→ Teks yang Diberikan

--------

Minggu, 25 Desember 2016

MAULID DALAM IMPERIUM SEJARAH PERADABAN MANUSIA : “ MAULID: DARI AMALIYAH NYATA KE DISKUSI MAYA” (Bagian 1)

Oleh: Muhammad Munir (Rumpita-Tinambung)

Sebuah Pelontar 

Keinginan untuk menulis tentang Maulid ini dilatarbelakangi oleh polemik antara penulis dengan Muhammad Ridwan Alimuddin yang secara spontan menggunakan kata HBD Muhammad SAW ketika ikut memperingati Maulid Nabi Besar Muhammad Rasulullah disalah satu masjid di Kecamatan Balanipa. Status yang diposting melalui akun pribadinya difacebook tersebut memang tak sehangat kasus penistaan al-Qur’an Surah Al Maidah 51 oleh Ahok yang melahirkan gelembung kebencian yang ditandai oleh gerakan 212. Keterangan Muhammad Ridwan Alimuddin mengatakan bahwa ide penggunaan HBD itu muncul ketika menjawab pertanyaan Nabigh (putranya) yang bertanya, Apa itu maulid? Lalu dijawabnya , “Ini acara ulang tahun, hari lahirnya Nabi Muhammad. "Di namamu ada kata Muhammad kan? Ayah juga." Ditambahkannya, “Sejauh tdk menjurus ke sirik atau yang melanggar agama, penggunaan kata ini, terima atau tidak, dugaan saya karena selera semata”.

Penulis sedikit tergelitik ketika nama Muhammad SAW itu harus disandingkan dengan nama manusia biasa sekelas Muhammad Nabigh dll. Ini murni tentang bagaimana kita membuat tulisan atau ucapan yang berbeda ketika menyebut nama Manusia Pilihan yang kita junjung sebagai orang islam. Dalam tinjauan tata bahasa dan kemajemukan yang masahoro digunakan oleh masyarakat dunia Islam juga,  misalnya Maulid Untuk Nabi Muhammad SAW, Haul bagi Ulama dan Milad bagi masyarakat secara umum. Konteks bahasa dalam sudut pandang pemaknaan bahasa Inggris boleh jadi itu, tapi sebagai orang Islam yang nota bene menjadikan al-Qur’an dan bahasa Arab sebagai rujukan mutlak harus diluruskan. Kendati ini bukan persoalan prinsip bagi masyarakat pada umumnya, namun tetap ini menjadi sebuah obyek yang layak untuk diperdebatkan.

--------

→ Data yang Diberikan
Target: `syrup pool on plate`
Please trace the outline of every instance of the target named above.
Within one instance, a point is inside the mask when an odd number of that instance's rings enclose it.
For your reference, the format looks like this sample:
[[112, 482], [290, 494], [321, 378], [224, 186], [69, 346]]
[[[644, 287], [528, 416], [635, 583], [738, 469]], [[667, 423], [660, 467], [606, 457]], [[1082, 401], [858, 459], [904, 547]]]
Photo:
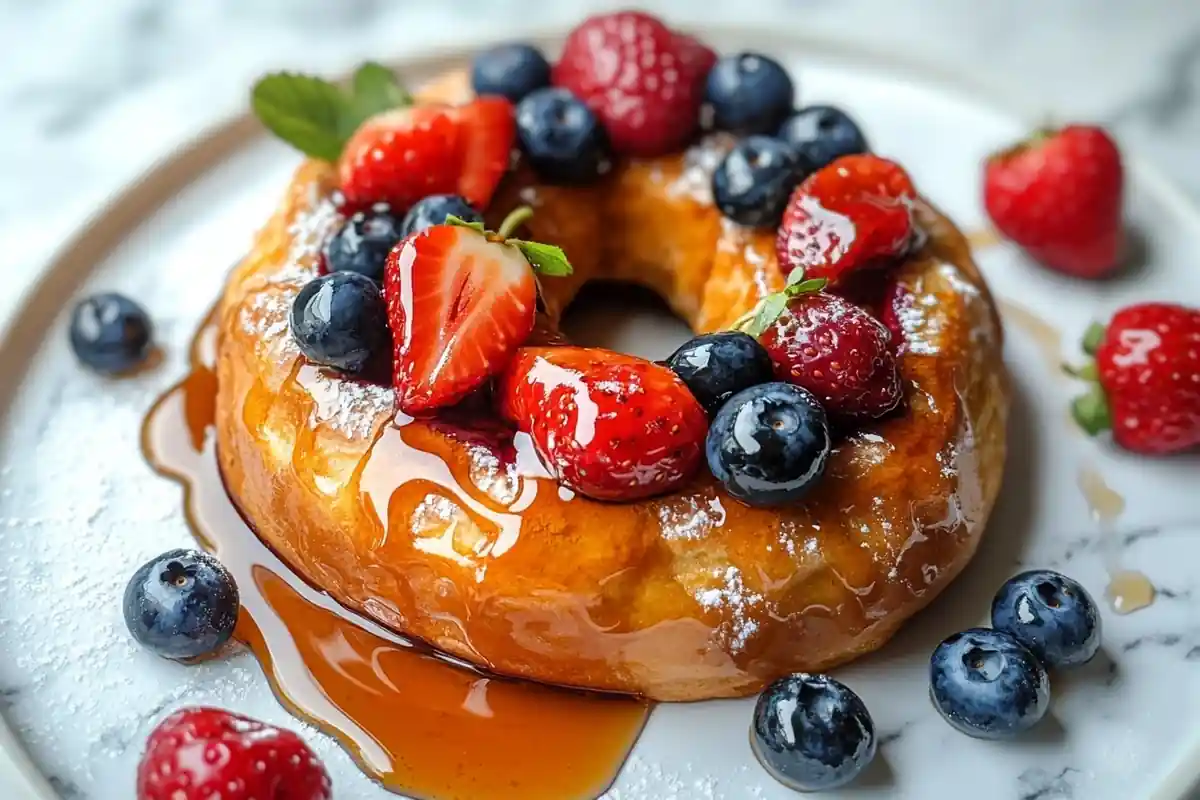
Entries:
[[151, 465], [179, 481], [196, 536], [242, 597], [235, 636], [281, 702], [336, 736], [388, 789], [420, 798], [595, 798], [646, 721], [647, 703], [496, 678], [352, 614], [299, 579], [247, 527], [214, 452], [216, 329], [146, 417]]

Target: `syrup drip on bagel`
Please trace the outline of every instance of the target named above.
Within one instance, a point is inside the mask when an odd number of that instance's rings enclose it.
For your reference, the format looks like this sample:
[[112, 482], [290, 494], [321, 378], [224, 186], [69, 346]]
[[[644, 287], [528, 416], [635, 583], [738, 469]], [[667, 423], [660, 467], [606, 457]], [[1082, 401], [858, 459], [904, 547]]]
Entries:
[[[214, 452], [212, 318], [192, 371], [154, 405], [146, 459], [180, 482], [200, 542], [238, 581], [235, 636], [296, 716], [335, 736], [388, 789], [421, 798], [595, 798], [646, 721], [641, 700], [496, 678], [460, 666], [313, 589], [259, 541]], [[305, 380], [301, 368], [293, 380]], [[395, 431], [395, 428], [394, 428]]]

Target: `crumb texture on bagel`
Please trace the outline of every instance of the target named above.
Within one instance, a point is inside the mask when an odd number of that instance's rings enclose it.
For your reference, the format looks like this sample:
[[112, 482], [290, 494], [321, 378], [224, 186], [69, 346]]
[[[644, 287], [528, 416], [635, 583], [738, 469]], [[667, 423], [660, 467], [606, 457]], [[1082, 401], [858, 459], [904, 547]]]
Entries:
[[[464, 96], [461, 76], [433, 95]], [[575, 266], [542, 282], [550, 325], [592, 279], [647, 285], [696, 331], [782, 285], [774, 231], [712, 205], [725, 146], [625, 161], [595, 187], [506, 180], [494, 216], [533, 205], [529, 237]], [[1001, 329], [964, 237], [924, 201], [928, 241], [896, 267], [913, 295], [902, 410], [840, 440], [804, 503], [768, 510], [707, 474], [640, 503], [575, 497], [498, 423], [397, 416], [390, 389], [305, 363], [288, 309], [340, 223], [335, 185], [305, 163], [229, 278], [217, 444], [258, 534], [346, 606], [498, 673], [702, 699], [880, 646], [974, 553], [1004, 463]]]

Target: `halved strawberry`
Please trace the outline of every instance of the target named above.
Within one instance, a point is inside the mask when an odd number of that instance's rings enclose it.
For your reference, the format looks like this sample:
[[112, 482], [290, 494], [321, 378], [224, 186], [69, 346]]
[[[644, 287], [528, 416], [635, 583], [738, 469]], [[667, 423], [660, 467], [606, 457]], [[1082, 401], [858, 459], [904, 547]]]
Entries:
[[775, 242], [780, 267], [836, 282], [887, 263], [912, 240], [916, 196], [908, 174], [886, 158], [868, 154], [834, 161], [792, 193]]
[[508, 239], [529, 213], [517, 209], [494, 234], [478, 223], [434, 225], [388, 257], [384, 296], [402, 411], [457, 403], [503, 369], [528, 338], [538, 296], [530, 267], [570, 272], [557, 247]]
[[338, 161], [342, 194], [352, 207], [407, 210], [430, 194], [461, 194], [486, 209], [515, 137], [512, 106], [503, 97], [384, 112], [347, 142]]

--------

→ Daftar Tugas
a: Jawablah pertanyaan berikut berdasarkan teks tentang Maulid:
(i) Di kecamatan mana Muhammad Ridwan Alimuddin ikut memperingati Maulid Nabi?
(ii) Siapa nama putra yang bertanya "Apa itu maulid?"
(iii) Istilah apa yang disebut dalam teks untuk peringatan bagi ulama?
b: Perbarui entri dari baris pertama hingga baris yang memuat "329], [146, 417]]", termasuk kedua baris itu, dengan mengganti "trace" menjadi "draw" tanpa mengubah bagian lain. Jangan sertakan gambar dalam jawaban.
Teks dan entri tidak saling berkaitan.

→ Jawaban yang Diharapkan
a:
(i) Balanipa
(ii) Nabigh
(iii) Haul

b:
Target: `syrup pool on plate`
Please draw the outline of every instance of the target named above.
Within one instance, a point is inside the mask when an odd number of that instance's rings enclose it.
For your reference, the format looks like this sample:
[[112, 482], [290, 494], [321, 378], [224, 186], [69, 346]]
[[[644, 287], [528, 416], [635, 583], [738, 469]], [[667, 423], [660, 467], [606, 457]], [[1082, 401], [858, 459], [904, 547]]]
Photo:
Entries:
[[151, 465], [179, 481], [196, 536], [242, 597], [235, 636], [281, 702], [336, 736], [388, 789], [420, 798], [595, 798], [646, 721], [647, 703], [496, 678], [352, 614], [299, 579], [247, 527], [214, 452], [216, 329], [146, 417]]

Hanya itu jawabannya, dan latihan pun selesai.